_Image region labeling entries_
'''

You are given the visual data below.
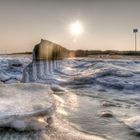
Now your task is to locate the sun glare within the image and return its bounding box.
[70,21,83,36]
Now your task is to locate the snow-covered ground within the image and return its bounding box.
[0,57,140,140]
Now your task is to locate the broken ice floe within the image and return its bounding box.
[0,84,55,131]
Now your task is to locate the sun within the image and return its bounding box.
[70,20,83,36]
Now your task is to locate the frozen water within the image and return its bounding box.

'''

_EXERCISE_
Change "bounding box" to "box coordinates" wherever it appears in the data, leave everything else unchanged, and write out the revised lines without the pictures.

_RESULT FOR THIS TASK_
You are given the visual data below.
Now your task is to locate the sun glare within the image and return its box coordinates.
[70,21,83,36]
Now your task is to locate the snow-covered ground within the image and return its box coordinates.
[0,57,140,140]
Now your task is to locate the broken ice floe within the image and return its box coordinates.
[0,84,55,131]
Now your task is to locate the sun within the image and return its box coordinates.
[70,20,83,36]
Now your task is to locate the frozen water within the image and return its box coordinates.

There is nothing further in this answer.